- [Aim] Shift every coordinate in the answers of the rows below by adding 121 to each number, then write out all the rows again with their requests unchanged.

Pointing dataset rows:

+-------+

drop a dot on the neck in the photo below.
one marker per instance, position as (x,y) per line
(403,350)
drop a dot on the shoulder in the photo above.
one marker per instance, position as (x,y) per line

+-------+

- [Result for this task]
drop a dot on the neck in the photo below.
one marker per instance, position as (x,y) per line
(524,471)
drop a dot on the shoulder in the photo above.
one marker per instance, position as (x,y) per line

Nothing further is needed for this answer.